→ **Do this**
The listing below should be written out exactly; please include all of it.

→ **Material**
━━━
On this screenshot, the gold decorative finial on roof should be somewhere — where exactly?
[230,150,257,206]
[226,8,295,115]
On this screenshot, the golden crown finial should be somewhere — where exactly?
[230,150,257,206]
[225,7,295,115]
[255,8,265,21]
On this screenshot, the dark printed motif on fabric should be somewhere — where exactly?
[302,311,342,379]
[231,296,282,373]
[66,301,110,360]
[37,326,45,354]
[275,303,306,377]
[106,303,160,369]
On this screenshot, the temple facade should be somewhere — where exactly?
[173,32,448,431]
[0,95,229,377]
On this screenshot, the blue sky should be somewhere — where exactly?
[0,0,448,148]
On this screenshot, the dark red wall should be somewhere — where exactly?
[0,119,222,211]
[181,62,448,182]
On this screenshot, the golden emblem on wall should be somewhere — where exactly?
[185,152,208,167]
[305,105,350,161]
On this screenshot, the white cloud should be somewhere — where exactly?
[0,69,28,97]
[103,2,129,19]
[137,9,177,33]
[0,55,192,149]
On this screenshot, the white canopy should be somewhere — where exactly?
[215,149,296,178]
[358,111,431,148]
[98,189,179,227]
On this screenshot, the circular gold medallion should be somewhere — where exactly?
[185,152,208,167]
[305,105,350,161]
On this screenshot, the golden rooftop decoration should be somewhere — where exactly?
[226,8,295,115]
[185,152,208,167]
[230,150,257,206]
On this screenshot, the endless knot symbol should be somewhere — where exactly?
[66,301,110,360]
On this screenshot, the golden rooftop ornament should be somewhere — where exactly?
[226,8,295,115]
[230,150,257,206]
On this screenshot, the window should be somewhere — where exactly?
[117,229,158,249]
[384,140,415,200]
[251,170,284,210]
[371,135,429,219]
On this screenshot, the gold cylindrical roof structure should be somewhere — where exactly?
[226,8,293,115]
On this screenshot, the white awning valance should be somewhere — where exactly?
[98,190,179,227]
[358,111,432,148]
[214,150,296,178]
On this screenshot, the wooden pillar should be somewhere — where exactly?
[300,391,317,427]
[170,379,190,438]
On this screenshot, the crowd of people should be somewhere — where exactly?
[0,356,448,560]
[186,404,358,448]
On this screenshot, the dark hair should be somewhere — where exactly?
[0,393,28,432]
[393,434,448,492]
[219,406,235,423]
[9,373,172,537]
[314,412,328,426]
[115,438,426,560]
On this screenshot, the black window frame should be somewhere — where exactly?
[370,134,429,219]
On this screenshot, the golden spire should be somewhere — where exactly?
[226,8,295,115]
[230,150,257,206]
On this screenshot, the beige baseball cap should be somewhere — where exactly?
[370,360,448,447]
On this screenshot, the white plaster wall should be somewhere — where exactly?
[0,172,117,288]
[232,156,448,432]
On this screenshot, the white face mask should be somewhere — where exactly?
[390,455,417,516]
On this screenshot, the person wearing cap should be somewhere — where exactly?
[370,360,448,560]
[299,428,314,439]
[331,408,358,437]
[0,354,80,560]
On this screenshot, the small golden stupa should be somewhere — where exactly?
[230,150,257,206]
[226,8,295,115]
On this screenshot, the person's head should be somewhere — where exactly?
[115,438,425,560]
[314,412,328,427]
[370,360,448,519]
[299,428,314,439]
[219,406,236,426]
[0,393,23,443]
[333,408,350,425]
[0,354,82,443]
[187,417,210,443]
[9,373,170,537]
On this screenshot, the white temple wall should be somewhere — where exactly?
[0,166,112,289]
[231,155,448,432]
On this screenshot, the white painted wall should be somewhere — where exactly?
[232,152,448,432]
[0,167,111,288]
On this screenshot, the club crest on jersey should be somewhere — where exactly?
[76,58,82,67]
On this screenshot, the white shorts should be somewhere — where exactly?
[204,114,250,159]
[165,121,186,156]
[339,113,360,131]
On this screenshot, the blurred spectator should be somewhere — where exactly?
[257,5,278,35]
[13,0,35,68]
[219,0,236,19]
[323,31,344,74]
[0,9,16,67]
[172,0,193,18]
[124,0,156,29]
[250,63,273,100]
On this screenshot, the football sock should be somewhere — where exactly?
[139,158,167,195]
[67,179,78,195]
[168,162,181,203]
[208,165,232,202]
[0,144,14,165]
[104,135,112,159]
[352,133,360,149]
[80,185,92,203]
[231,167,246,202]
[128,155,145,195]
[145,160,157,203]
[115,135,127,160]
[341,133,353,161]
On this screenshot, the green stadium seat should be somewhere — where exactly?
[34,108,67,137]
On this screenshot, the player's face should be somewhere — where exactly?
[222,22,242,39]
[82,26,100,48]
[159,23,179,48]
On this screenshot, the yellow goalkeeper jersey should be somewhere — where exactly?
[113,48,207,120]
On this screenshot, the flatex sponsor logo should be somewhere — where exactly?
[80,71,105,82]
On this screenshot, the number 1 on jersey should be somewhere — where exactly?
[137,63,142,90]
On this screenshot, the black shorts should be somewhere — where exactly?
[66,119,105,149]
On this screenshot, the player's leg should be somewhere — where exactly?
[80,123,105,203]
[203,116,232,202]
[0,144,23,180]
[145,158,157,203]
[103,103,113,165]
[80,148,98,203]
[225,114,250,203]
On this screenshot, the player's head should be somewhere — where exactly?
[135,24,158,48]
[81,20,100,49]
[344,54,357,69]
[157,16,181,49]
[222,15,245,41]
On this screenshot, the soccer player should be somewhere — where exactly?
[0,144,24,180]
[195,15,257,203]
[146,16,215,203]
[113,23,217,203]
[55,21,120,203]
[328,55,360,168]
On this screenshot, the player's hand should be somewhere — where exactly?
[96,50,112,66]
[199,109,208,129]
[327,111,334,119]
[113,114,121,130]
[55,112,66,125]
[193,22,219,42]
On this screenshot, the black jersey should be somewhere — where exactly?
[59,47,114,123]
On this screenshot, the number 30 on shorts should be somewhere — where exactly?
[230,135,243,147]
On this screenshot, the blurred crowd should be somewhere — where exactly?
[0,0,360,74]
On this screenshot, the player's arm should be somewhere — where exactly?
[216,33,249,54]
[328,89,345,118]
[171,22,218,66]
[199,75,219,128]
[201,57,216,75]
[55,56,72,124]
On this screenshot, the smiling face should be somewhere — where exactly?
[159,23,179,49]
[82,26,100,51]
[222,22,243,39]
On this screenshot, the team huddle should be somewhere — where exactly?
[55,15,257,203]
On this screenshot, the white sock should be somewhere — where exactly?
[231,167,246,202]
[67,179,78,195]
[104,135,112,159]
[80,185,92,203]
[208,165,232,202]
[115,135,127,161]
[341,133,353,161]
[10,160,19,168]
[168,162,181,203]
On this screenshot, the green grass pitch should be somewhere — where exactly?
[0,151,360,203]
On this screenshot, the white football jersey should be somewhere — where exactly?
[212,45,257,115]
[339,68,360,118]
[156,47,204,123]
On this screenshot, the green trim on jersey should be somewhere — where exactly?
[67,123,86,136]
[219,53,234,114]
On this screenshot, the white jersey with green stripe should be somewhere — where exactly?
━━━
→ **Reply to the exercise**
On this screenshot, the gold decorative finial on roof should be somewhere — where exactly?
[230,150,257,206]
[226,8,295,115]
On this screenshot, the golden crown finial should be somewhere — where exactly?
[230,150,257,206]
[225,7,295,115]
[255,8,265,21]
On this screenshot, the dark printed motif on fabric should be somewhere — where exactly?
[302,311,342,379]
[231,296,282,373]
[66,301,110,360]
[37,326,45,354]
[275,303,306,377]
[106,303,160,369]
On this screenshot, the temple facade should be somewhere — where exactly?
[173,32,448,431]
[0,95,229,377]
On this screenshot, the blue sky should be somewhere — where exactly?
[0,0,448,148]
On this screenshot, the dark red wall should be somewhere — where exactly?
[0,119,222,211]
[181,62,448,182]
On this screenshot, the golden emblem on wall should be somewhere — where exactly?
[185,152,208,167]
[305,105,350,161]
On this screenshot, the white cloud should be somewhere — where exactly?
[0,69,28,97]
[103,2,129,19]
[137,9,177,33]
[0,55,192,149]
On this screenshot, the white canopy should be somewhere — where exactly?
[215,149,296,178]
[358,111,431,148]
[98,189,179,227]
On this screenshot, the circular gold medallion should be somewhere — where exactly?
[185,152,208,167]
[305,105,350,161]
On this screenshot, the golden rooftop decoration should be somewhere — where exactly?
[226,8,295,115]
[185,152,208,167]
[230,150,257,206]
On this screenshot, the endless knot symbol should be somewhere — where exactly?
[66,301,110,360]
On this screenshot, the golden rooftop ornament should be somewhere — where exactly?
[226,8,295,115]
[230,150,257,206]
On this screenshot, the window should be somewhere — where exactly?
[117,229,158,249]
[384,140,415,200]
[251,170,284,210]
[371,135,429,219]
On this screenshot, the gold cylindrical roof structure should be somewhere — where exactly?
[226,8,293,115]
On this screenshot, the white awning valance should be somewhere — where exactly?
[98,190,179,227]
[358,111,432,148]
[214,150,296,178]
On this screenshot, the wooden pillar should be somewhere — where exactly?
[300,391,317,427]
[170,379,190,438]
On this screenshot, the crowd of people should be somewhere — where exactly?
[0,356,448,560]
[186,404,358,448]
On this screenshot, the dark hair should be somewhere — where exactly?
[0,393,28,432]
[393,434,448,492]
[219,406,235,423]
[9,373,172,537]
[314,412,328,426]
[115,438,426,560]
On this screenshot, the black window frame should be somewhere — where exactly?
[370,134,429,219]
On this screenshot, the golden spire should be somewhere — where exactly?
[226,8,295,115]
[230,150,257,206]
On this screenshot, the beige baseball cap should be somewhere — where exactly?
[370,360,448,447]
On this screenshot, the white plaster wall should be somewhere — where exactly?
[0,172,117,288]
[232,156,448,432]
On this screenshot, the white face mask should be somewhere — where exactly?
[390,455,417,516]
On this screenshot, the person wearing cap should be somewhere — where exactly?
[370,360,448,560]
[299,428,314,439]
[331,408,358,437]
[0,354,80,560]
On this screenshot, the small golden stupa should be somewhere — where exactly?
[230,150,257,206]
[226,8,295,115]
On this screenshot, the person's head should be somewhere — where exactly?
[115,438,425,560]
[314,412,328,427]
[370,360,448,519]
[299,428,314,439]
[219,406,236,426]
[0,393,23,443]
[333,408,350,425]
[0,354,82,443]
[187,417,210,443]
[9,373,170,537]
On this screenshot, the white temple wall should be somewhere — where exactly?
[0,166,112,289]
[231,155,448,432]
On this screenshot, the white painted wall should be somewhere — where exactly?
[232,152,448,432]
[0,167,111,288]
On this screenshot, the club crest on jersey should be somewhere — where exactly?
[76,58,82,67]
On this screenshot, the white shorts should be somewhere — where exactly?
[204,114,250,159]
[165,121,186,156]
[339,113,360,131]
On this screenshot, the blurred spectator should be somewhere — where exactly?
[257,5,278,35]
[13,0,35,68]
[219,0,236,19]
[323,31,344,74]
[0,9,16,67]
[172,0,193,18]
[124,0,156,29]
[250,63,273,100]
On this screenshot, the football sock should be somewhere — where exactly?
[139,158,167,195]
[67,179,78,195]
[168,162,181,203]
[208,165,232,202]
[0,144,14,165]
[104,135,112,159]
[352,133,360,149]
[80,185,92,203]
[231,167,246,202]
[128,155,145,195]
[145,160,157,203]
[115,135,127,160]
[341,133,353,161]
On this screenshot, the green stadium seat should be somewhere — where exactly?
[34,108,67,137]
On this screenshot, the player's face should be somewhere — where exactly?
[222,22,242,39]
[82,26,100,48]
[159,23,179,48]
On this screenshot, the yellow goalkeeper jersey should be somewhere — where exactly?
[113,48,207,120]
On this screenshot, the flatex sponsor logo should be somewhere — where exactly?
[80,71,105,82]
On this screenshot, the number 1 on jersey should be somewhere — where exactly?
[137,63,142,90]
On this screenshot, the black shorts should be somewhere — where exactly?
[66,119,105,149]
On this screenshot, the player's leg should be somewhere — where exactly?
[80,123,105,203]
[203,116,232,202]
[0,144,23,180]
[145,158,157,203]
[103,103,113,165]
[80,148,98,203]
[225,114,250,203]
On this screenshot, the player's head should be somewhere — where exactly?
[135,24,158,48]
[81,20,100,49]
[344,54,357,69]
[157,16,181,49]
[222,15,245,41]
On this screenshot, the soccer player should be somewhere — where exactly?
[0,144,24,180]
[195,15,257,203]
[146,16,215,203]
[113,23,217,203]
[55,21,120,203]
[328,55,360,168]
On this screenshot, the player's hand should be somewhere — where exactly?
[96,50,112,66]
[199,109,208,129]
[327,111,334,119]
[113,114,121,130]
[55,112,66,125]
[193,22,219,42]
On this screenshot, the black jersey should be somewhere — where exactly?
[59,47,114,123]
On this screenshot, the number 30 on shorts should be somewhere — where exactly?
[230,135,243,147]
On this screenshot, the blurred crowd should be somewhere — where exactly?
[0,0,360,74]
On this screenshot, the player's arm should be somewhere — where exactly?
[216,33,249,54]
[328,89,345,118]
[171,22,218,66]
[199,75,219,128]
[201,57,216,75]
[55,56,72,124]
On this screenshot, the smiling face should be somewhere — where exactly?
[159,23,179,49]
[82,26,100,51]
[222,22,243,39]
On this screenshot, the team huddle should be somewhere — where exactly?
[55,15,257,203]
On this screenshot, the white sock should be somewhere — where exactly?
[231,167,246,202]
[67,179,78,195]
[104,135,112,159]
[80,185,92,203]
[208,165,232,202]
[115,135,127,161]
[341,133,353,161]
[10,160,19,168]
[168,162,181,203]
On this screenshot, the green grass pitch should be somewhere — where exactly?
[0,151,360,203]
On this screenshot, the white football jersey should be somewhere — where exactly?
[212,45,257,115]
[339,68,360,118]
[156,47,204,123]
On this screenshot, the green trim on jersey should be somewhere — where exactly?
[67,123,86,136]
[219,53,234,114]
On this screenshot, the white jersey with green stripe should be somewhere — where exactly?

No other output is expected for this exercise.